> _Job_
Update the rows from the line with "Tag hanging garment" up to and including the line with "143, 37, 185, 202", replacing "garment" with "clothing item" and keeping everything else the same. Give back only those lines.

A run of rows
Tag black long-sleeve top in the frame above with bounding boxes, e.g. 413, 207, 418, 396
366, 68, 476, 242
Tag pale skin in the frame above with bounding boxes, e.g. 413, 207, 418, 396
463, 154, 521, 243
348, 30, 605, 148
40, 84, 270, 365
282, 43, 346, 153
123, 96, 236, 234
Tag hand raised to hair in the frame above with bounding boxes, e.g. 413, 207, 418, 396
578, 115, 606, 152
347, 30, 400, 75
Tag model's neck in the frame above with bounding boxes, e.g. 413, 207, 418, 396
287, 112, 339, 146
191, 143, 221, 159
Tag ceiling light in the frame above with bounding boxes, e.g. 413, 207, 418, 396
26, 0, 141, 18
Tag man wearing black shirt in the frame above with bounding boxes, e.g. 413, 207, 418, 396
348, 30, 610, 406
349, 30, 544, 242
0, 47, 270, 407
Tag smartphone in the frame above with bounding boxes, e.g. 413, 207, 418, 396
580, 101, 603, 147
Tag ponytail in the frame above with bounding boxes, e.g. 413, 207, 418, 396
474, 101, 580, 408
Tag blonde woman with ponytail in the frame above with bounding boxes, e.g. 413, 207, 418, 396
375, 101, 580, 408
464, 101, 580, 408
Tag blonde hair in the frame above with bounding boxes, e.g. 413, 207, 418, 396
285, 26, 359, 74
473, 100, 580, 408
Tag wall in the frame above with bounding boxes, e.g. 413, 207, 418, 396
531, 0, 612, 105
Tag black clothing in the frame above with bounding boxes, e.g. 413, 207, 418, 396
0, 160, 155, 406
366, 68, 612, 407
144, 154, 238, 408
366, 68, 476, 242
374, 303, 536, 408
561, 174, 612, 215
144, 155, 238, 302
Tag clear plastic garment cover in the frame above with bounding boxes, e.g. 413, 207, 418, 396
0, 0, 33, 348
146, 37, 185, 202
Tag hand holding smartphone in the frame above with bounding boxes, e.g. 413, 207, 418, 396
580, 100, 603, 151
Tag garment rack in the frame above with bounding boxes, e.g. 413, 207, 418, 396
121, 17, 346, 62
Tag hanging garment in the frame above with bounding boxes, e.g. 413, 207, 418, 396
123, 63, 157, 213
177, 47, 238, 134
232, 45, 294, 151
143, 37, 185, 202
--
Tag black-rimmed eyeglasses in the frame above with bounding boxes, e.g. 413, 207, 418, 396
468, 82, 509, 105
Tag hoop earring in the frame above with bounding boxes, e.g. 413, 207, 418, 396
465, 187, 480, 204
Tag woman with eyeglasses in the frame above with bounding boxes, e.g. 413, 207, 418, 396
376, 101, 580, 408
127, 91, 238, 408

> _Task solution_
Tag hanging clothing item in the frame above with bounding boxes, e.g. 413, 207, 418, 396
123, 63, 157, 213
177, 47, 238, 134
232, 45, 294, 151
143, 37, 185, 202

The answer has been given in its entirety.